→ WHAT YOU NEED TO DO: Give back all the entries below. Omit none of them.

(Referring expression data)
*** Block opens ***

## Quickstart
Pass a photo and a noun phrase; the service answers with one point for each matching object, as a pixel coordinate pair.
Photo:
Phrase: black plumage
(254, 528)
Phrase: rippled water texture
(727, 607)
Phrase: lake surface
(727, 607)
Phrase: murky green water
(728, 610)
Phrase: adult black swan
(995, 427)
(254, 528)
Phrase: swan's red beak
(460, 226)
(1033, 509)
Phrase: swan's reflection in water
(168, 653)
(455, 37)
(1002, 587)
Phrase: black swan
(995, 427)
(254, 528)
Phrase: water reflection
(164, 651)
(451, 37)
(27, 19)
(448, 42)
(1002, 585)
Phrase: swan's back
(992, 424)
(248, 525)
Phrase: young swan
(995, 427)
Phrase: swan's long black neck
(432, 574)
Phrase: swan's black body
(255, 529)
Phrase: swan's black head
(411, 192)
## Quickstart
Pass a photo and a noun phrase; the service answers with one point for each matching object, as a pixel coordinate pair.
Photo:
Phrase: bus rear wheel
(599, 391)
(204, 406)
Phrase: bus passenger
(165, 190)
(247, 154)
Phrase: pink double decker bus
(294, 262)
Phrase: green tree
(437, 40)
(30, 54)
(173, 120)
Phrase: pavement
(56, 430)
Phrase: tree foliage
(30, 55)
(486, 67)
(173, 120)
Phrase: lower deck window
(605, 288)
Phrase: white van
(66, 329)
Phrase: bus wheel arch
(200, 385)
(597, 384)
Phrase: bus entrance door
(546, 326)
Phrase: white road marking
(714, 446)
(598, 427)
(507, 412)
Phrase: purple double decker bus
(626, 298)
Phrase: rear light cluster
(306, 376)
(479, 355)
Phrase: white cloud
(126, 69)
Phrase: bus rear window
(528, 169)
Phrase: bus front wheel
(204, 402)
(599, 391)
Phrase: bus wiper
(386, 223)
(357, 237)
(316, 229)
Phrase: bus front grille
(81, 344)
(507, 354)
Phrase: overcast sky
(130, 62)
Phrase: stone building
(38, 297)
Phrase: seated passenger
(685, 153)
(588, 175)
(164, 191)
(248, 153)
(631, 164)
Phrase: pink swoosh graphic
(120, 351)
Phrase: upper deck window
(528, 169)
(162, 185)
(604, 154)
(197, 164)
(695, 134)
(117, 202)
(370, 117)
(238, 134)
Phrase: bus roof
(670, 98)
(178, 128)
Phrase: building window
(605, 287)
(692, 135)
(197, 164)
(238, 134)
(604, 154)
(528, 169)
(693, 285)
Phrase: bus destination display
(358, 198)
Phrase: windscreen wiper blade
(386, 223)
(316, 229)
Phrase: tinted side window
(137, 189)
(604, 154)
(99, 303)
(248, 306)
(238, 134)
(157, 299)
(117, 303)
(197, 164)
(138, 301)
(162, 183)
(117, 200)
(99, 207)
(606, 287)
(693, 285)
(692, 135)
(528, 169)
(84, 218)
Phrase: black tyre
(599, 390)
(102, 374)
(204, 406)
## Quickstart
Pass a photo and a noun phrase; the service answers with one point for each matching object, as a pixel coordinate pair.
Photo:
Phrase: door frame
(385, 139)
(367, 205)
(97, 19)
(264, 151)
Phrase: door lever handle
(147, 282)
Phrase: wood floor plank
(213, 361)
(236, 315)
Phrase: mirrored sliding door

*** Block closes ***

→ SOLUTION FOR THIS PROBLEM:
## Quickstart
Pass a photo and a noun phrase; the service answers with one point for each matching object, as a pixel coordinate pair.
Photo:
Phrase: black plumage
(254, 528)
Phrase: rippled water texture
(727, 607)
Phrase: lake surface
(727, 607)
Phrase: murky green water
(728, 610)
Phrase: adult black swan
(995, 427)
(254, 528)
Phrase: swan's red beak
(460, 226)
(1033, 509)
Phrase: swan's reflection in water
(168, 653)
(455, 37)
(1002, 587)
Phrase: black swan
(995, 427)
(254, 528)
Phrase: water reflection
(164, 651)
(451, 37)
(27, 19)
(448, 42)
(1002, 585)
Phrase: swan's back
(992, 424)
(248, 525)
Phrase: young swan
(995, 427)
Phrase: swan's long black neck
(432, 574)
Phrase: swan's black body
(255, 529)
Phrase: swan's black head
(411, 192)
## Quickstart
Pass a photo and a noun phrase; the service answers with one point for each matching object, as a pixel coordinate pair.
Photo:
Phrase: bus rear wheel
(599, 391)
(204, 406)
Phrase: bus passenger
(165, 190)
(247, 154)
Phrase: pink double decker bus
(294, 262)
Phrase: green tree
(437, 40)
(30, 54)
(173, 120)
Phrase: pavement
(56, 430)
Phrase: tree foliage
(30, 55)
(486, 67)
(173, 120)
Phrase: lower deck window
(605, 288)
Phrase: white van
(66, 329)
Phrase: bus wheel arch
(200, 385)
(597, 384)
Phrase: bus entrance door
(546, 326)
Phrase: white road marking
(714, 446)
(598, 427)
(507, 412)
Phrase: purple double decker bus
(626, 298)
Phrase: rear light cluster
(306, 376)
(479, 355)
Phrase: white cloud
(126, 69)
Phrase: bus rear window
(528, 169)
Phrase: bus front wheel
(204, 402)
(599, 391)
Phrase: bus wiper
(386, 223)
(357, 237)
(316, 229)
Phrase: bus front grille
(81, 344)
(507, 354)
Phrase: overcast sky
(130, 62)
Phrase: stone building
(38, 297)
Phrase: seated passenger
(685, 153)
(588, 175)
(164, 191)
(248, 153)
(631, 164)
Phrase: pink swoosh graphic
(120, 351)
Phrase: upper deck window
(528, 169)
(162, 185)
(604, 154)
(197, 164)
(695, 134)
(117, 202)
(370, 117)
(238, 134)
Phrase: bus roof
(670, 98)
(178, 128)
Phrase: building window
(605, 287)
(692, 135)
(197, 164)
(238, 134)
(604, 154)
(528, 169)
(693, 285)
Phrase: bus destination display
(358, 198)
Phrase: windscreen wiper blade
(386, 223)
(316, 229)
Phrase: tinted side window
(137, 189)
(604, 154)
(99, 303)
(248, 306)
(238, 134)
(157, 299)
(117, 303)
(197, 164)
(138, 301)
(162, 183)
(117, 200)
(99, 207)
(606, 287)
(693, 285)
(692, 135)
(528, 169)
(84, 218)
Phrase: black tyre
(599, 390)
(102, 374)
(204, 406)
## Quickstart
Pass a photo and a noun phrase; the service answers with one point for each matching object, as a pixel coordinate pair.
Photo:
Phrase: door frame
(385, 139)
(367, 205)
(97, 19)
(264, 151)
Phrase: door lever handle
(147, 282)
Phrase: wood floor plank
(213, 361)
(236, 315)
Phrase: mirrored sliding door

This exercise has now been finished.